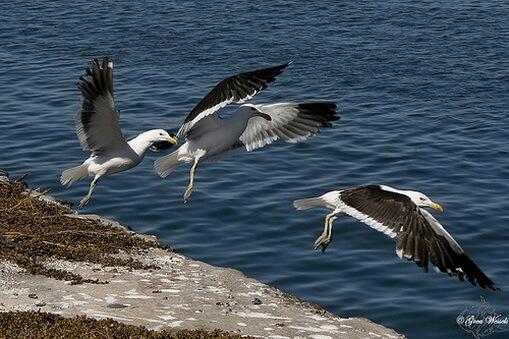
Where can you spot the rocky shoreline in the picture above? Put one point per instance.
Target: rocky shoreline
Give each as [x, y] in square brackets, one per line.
[98, 268]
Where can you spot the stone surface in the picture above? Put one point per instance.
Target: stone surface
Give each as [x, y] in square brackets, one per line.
[183, 293]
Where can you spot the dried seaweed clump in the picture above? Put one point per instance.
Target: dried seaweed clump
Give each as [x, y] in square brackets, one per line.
[33, 231]
[43, 325]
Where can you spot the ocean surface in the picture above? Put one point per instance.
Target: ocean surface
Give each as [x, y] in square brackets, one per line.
[423, 92]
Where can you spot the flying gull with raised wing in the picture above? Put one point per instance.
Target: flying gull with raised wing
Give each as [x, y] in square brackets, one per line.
[99, 132]
[209, 136]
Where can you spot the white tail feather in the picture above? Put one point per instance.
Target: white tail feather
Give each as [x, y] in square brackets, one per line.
[167, 164]
[304, 204]
[74, 174]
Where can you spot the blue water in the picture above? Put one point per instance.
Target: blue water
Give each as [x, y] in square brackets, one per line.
[423, 90]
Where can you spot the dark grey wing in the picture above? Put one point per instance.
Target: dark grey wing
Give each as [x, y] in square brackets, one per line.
[291, 122]
[237, 88]
[97, 122]
[420, 238]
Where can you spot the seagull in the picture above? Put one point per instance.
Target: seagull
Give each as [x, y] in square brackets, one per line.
[98, 131]
[399, 214]
[210, 136]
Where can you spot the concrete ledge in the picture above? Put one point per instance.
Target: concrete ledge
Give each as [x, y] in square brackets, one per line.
[181, 294]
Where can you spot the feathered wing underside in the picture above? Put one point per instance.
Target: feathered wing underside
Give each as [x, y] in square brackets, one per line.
[237, 88]
[291, 122]
[97, 122]
[419, 237]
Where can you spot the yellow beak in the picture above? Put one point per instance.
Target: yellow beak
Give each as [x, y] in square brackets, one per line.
[172, 140]
[436, 207]
[264, 115]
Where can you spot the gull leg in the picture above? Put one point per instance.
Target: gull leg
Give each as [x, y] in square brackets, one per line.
[326, 237]
[84, 201]
[189, 189]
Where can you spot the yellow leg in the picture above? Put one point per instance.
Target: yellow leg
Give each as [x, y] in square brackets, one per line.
[326, 237]
[189, 189]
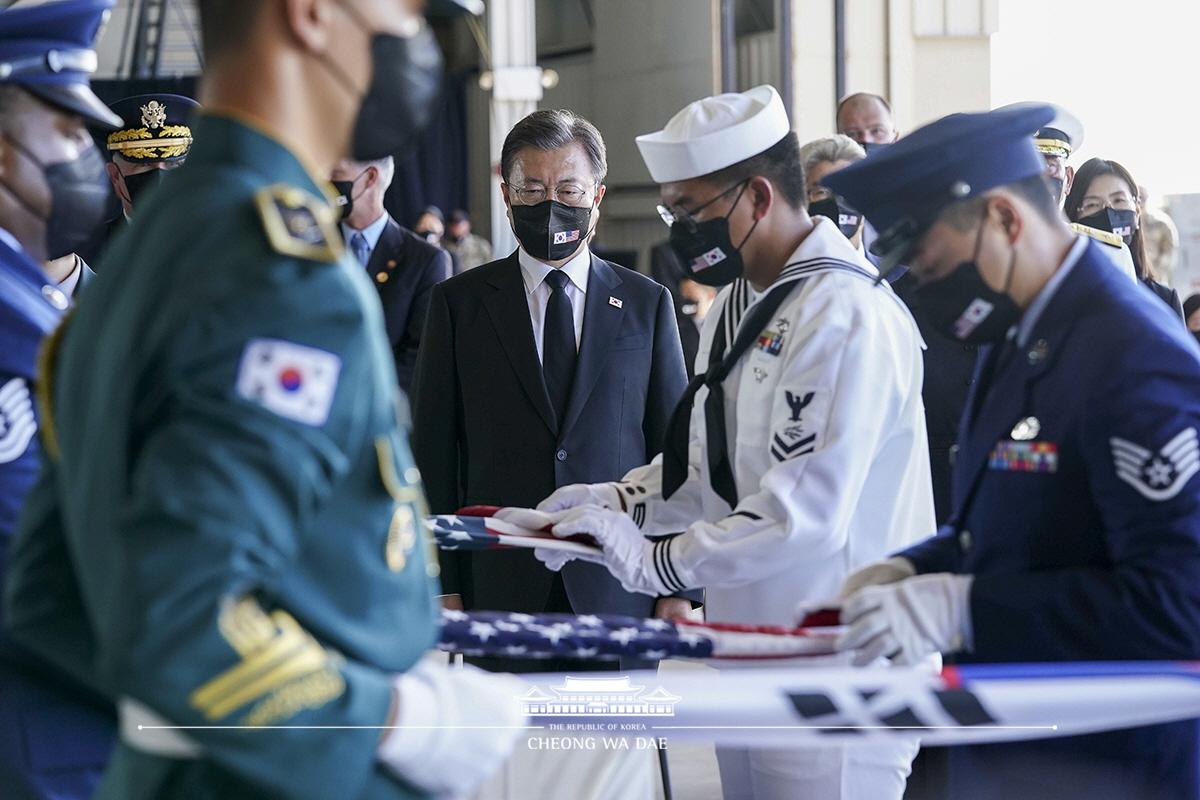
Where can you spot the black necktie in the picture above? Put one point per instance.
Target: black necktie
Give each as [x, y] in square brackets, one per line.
[675, 450]
[558, 350]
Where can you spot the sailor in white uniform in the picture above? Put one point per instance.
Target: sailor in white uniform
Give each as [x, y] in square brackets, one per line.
[807, 452]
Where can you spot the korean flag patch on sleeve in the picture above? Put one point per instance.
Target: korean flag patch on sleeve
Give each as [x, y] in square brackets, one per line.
[1158, 475]
[289, 379]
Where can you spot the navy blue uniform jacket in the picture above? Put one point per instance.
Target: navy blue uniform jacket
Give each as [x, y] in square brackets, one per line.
[1098, 559]
[55, 735]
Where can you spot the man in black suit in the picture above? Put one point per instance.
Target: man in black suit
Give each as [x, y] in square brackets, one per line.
[402, 265]
[540, 370]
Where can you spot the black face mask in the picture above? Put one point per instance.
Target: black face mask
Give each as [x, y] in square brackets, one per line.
[846, 218]
[1121, 222]
[551, 230]
[705, 247]
[961, 306]
[345, 197]
[137, 185]
[79, 192]
[406, 79]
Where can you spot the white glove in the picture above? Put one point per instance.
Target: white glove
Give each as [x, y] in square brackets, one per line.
[909, 619]
[877, 573]
[455, 727]
[606, 495]
[627, 552]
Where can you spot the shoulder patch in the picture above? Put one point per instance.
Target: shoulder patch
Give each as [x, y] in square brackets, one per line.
[289, 379]
[298, 223]
[1158, 475]
[1097, 234]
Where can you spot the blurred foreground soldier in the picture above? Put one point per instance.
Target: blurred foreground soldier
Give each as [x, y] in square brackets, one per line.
[227, 530]
[55, 734]
[805, 451]
[154, 138]
[1077, 527]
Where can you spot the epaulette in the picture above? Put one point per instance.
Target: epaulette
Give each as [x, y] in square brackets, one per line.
[1105, 236]
[298, 223]
[47, 365]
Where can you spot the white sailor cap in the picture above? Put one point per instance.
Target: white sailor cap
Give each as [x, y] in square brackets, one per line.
[1061, 137]
[714, 133]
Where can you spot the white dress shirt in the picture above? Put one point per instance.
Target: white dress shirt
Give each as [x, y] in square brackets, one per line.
[534, 274]
[371, 233]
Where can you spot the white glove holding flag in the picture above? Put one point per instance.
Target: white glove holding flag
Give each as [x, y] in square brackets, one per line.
[455, 727]
[907, 620]
[627, 552]
[605, 495]
[877, 573]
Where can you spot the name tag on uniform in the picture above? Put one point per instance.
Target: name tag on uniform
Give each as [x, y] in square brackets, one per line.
[1025, 456]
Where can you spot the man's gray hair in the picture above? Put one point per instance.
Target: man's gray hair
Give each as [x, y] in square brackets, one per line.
[553, 128]
[834, 148]
[387, 167]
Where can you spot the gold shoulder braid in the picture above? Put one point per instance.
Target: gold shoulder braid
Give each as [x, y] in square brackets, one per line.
[47, 362]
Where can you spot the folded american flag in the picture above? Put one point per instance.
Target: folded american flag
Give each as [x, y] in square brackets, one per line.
[474, 528]
[610, 637]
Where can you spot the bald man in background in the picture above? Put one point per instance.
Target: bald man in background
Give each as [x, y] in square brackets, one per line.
[867, 119]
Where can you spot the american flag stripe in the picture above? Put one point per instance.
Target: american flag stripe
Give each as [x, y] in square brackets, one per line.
[610, 637]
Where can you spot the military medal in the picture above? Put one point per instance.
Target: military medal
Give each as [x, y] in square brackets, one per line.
[1027, 429]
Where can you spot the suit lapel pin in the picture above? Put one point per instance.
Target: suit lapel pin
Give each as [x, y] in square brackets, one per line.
[1027, 429]
[1038, 352]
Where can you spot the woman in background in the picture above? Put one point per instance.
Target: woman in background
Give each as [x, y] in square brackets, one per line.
[1104, 196]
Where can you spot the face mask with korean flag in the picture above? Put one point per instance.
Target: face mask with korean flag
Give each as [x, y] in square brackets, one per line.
[706, 250]
[551, 230]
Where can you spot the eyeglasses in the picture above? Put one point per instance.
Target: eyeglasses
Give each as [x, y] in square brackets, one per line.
[685, 216]
[1093, 205]
[567, 194]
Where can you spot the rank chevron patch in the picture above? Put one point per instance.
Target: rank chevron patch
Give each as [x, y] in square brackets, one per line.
[1162, 475]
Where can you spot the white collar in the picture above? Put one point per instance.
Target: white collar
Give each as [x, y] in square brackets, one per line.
[1033, 313]
[371, 233]
[533, 271]
[827, 241]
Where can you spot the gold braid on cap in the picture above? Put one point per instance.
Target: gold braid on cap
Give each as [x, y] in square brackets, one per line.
[1053, 148]
[173, 140]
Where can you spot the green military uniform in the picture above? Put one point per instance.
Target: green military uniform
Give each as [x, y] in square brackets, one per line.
[227, 530]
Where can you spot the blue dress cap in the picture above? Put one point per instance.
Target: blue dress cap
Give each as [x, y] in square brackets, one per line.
[903, 190]
[48, 49]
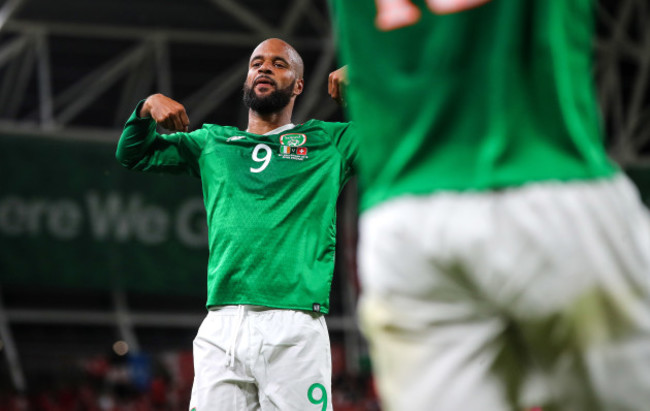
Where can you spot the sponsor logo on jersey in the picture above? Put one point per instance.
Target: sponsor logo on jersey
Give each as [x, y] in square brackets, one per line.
[298, 151]
[291, 146]
[293, 139]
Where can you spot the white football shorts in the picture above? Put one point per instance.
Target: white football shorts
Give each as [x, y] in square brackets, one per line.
[492, 301]
[257, 358]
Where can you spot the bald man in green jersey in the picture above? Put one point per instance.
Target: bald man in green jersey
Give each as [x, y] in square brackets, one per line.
[270, 194]
[504, 259]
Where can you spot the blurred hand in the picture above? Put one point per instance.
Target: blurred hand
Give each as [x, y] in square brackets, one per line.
[337, 81]
[167, 112]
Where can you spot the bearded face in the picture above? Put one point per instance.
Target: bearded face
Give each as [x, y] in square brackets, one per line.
[272, 102]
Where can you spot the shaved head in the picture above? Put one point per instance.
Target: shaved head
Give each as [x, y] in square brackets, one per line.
[294, 58]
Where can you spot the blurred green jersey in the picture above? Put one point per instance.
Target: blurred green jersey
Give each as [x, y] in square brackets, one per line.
[488, 98]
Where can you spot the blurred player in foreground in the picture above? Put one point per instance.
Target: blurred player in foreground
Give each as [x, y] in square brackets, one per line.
[504, 260]
[270, 193]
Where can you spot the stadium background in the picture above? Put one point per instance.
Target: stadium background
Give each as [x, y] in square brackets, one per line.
[102, 271]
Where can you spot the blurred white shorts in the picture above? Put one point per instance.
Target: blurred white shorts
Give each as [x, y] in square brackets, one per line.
[537, 295]
[257, 358]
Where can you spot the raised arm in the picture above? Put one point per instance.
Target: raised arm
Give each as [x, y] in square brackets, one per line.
[142, 148]
[167, 112]
[336, 84]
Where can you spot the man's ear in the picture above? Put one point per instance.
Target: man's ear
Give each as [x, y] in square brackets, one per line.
[298, 87]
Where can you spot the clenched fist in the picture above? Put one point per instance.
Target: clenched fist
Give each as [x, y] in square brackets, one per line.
[167, 112]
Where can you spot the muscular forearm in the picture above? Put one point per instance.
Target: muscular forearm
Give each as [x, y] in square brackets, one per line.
[136, 139]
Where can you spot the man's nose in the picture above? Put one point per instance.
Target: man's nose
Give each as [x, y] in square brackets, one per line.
[265, 68]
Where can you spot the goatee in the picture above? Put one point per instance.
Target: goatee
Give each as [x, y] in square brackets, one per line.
[272, 103]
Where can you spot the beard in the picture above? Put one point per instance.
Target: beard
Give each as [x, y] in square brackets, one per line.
[272, 103]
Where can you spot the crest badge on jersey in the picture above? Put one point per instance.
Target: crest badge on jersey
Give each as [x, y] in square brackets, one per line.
[291, 146]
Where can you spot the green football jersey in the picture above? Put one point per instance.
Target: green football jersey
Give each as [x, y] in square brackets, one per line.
[492, 97]
[270, 203]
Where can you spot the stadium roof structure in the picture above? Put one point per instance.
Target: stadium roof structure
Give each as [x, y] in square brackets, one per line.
[79, 67]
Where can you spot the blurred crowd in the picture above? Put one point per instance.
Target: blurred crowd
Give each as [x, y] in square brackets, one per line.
[143, 383]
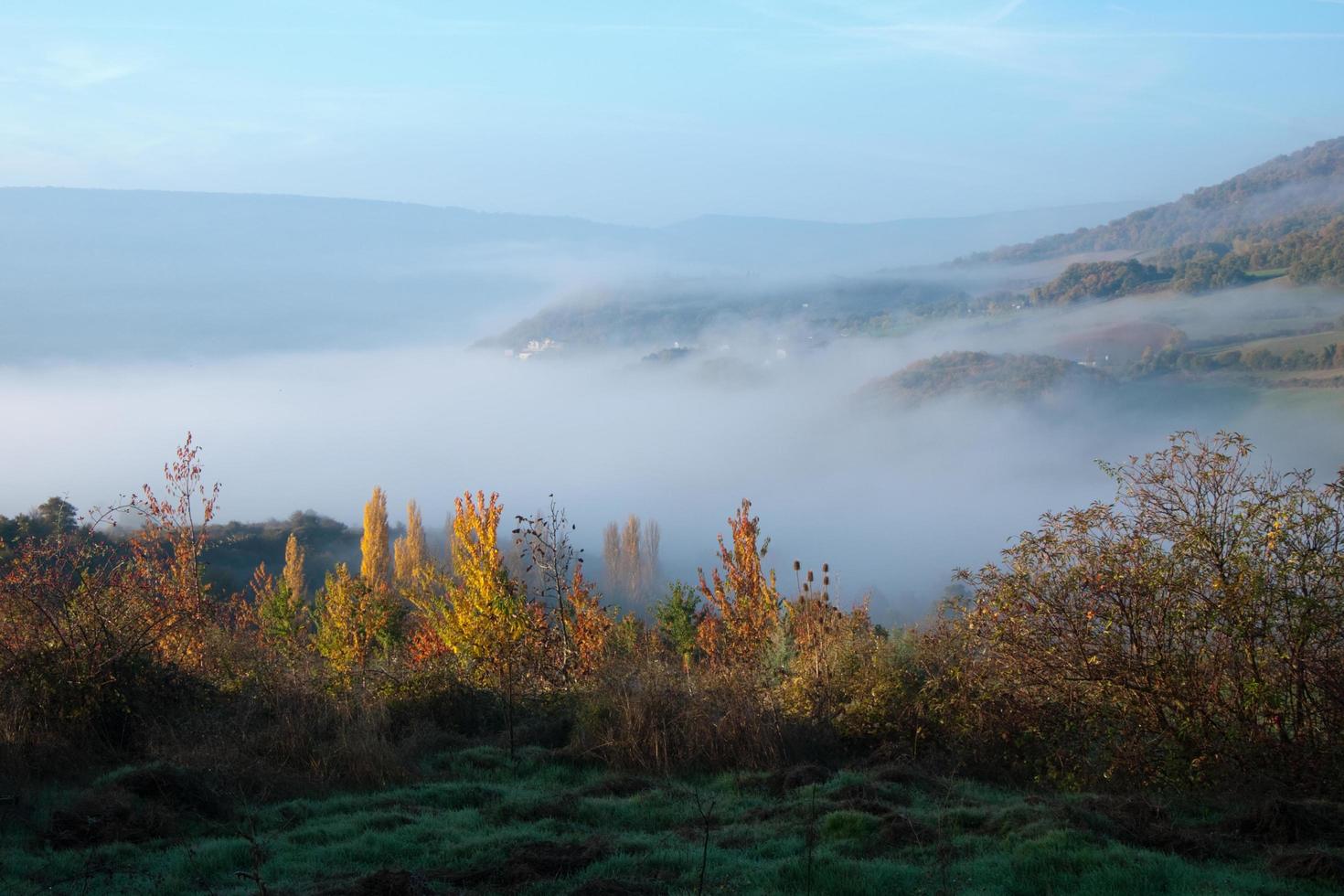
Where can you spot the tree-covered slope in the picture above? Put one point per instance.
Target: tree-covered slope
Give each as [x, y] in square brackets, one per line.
[1285, 195]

:::

** Requirements **
Each line from the one containing "Where can you spot the stadium roof" through the last line of the entries above is to be extracted exactly. Pictures are not part of the copy.

** Answer to this exercise **
Where can you spot the stadium roof structure in the picture above? Put one point per instance.
Target: stadium roof structure
Give each as [x, y] in square brackets, one per line.
[79, 67]
Where can you spot the blurred crowd in the picture above? Put one point per instance.
Target: blurred crowd
Give each as [x, y] in square brackets, one per line.
[143, 383]
Where can you spot the tree-covered slope in the picture above? Put one point per instance.
Target: tree-covered slope
Give each as [x, y] in square brackets, one per line.
[1285, 195]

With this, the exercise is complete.